**SET EXERCISE 1:** Pick out every line of the entries that contains the string "found", treating uppercase and lowercase as different.

# Sprayer for apartments



## Dirtyrash (Jul 16, 2010)

Hi. Like I said in my intro, I am startin a new company focusing on apartment repaints. Nice steady work here where I live. We are starting off on a small budget , me and my partners are getting par-time night jobs for awhile. My question is will a graco 190 do the trick for a couple years of apartments? I can pick up a refurb for $495, and will be putting almost only interior flat through it. I want a light tall boy as I will hopefully be moving it lot.


----------



## TJ Paint (Jun 18, 2009)

sounds like a plan!


----------



## 6126 (May 9, 2010)

I would save up the extra $400 and go with a Graco 395.


----------



## CApainter (Jun 29, 2007)

Woodland said:


> I would save up the extra $400 and go with a Graco 395.


I agree. 

I just acquired an air assisted 395 that I've yet to use. I will report on it after some spray time.


----------



## StefanC (Apr 29, 2009)

Graco 395 is a great choice for apartments. It's portable, powerful enough and will last for quite a while shooting 8 gallons at a time. Try to buy a spare fluid section in case you need to repack with no downtime. 
Fwiw I just grabbed one brand new for $750 the other day. My local SW had it sitting on the shelf for a year and I got it for around cost + 7 free tips.


----------



## Dirtyrash (Jul 16, 2010)

As I said we are on a shoestring budget. I don't want to buy a toy, but need to go as inexpensive as possible. I plan on upgrading in a couple years but just need a starter pump for now.

**SET EXERCISE 2:** In the sprayer thread, why does StefanC suggest buying a spare fluid section? Please answer in one to three sentences.

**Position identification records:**
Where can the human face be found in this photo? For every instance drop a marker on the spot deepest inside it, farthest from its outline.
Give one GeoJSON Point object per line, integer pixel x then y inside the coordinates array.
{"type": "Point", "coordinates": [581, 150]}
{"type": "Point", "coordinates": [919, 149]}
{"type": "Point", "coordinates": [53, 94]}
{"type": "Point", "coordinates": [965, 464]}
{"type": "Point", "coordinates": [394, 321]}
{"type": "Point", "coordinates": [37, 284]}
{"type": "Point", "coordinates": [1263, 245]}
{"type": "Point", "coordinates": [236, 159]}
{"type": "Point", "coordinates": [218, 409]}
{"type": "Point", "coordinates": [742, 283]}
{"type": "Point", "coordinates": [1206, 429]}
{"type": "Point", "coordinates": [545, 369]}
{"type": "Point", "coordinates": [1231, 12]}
...
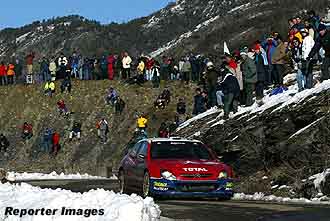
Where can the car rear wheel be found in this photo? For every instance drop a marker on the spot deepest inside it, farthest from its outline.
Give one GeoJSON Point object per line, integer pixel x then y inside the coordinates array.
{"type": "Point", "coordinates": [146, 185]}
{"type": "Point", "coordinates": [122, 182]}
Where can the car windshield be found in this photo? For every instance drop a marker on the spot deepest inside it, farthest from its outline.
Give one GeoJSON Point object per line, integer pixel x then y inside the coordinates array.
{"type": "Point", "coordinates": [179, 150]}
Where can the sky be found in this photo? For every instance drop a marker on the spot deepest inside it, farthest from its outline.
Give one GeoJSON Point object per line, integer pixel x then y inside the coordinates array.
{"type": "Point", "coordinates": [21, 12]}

**RESPONSE 1:**
Where can the human face be found in this photo? For every instance drop a marker on the spot deepest inside it, farthest from its outline.
Where can the car rear wheel be found in this photo? For every instance drop a marker on the spot deepest inside it, farthest from its outline.
Where can the car windshield be found in this photo? For every instance drop a marker on the spot deepest inside it, farthest from its outline.
Where can the sky be found in this photo? For every instance drop a marker on the spot deepest inside it, farthest from its outline.

**RESPONSE 2:** StefanC suggests it so that, if the sprayer needs to be repacked, it can be done with no downtime.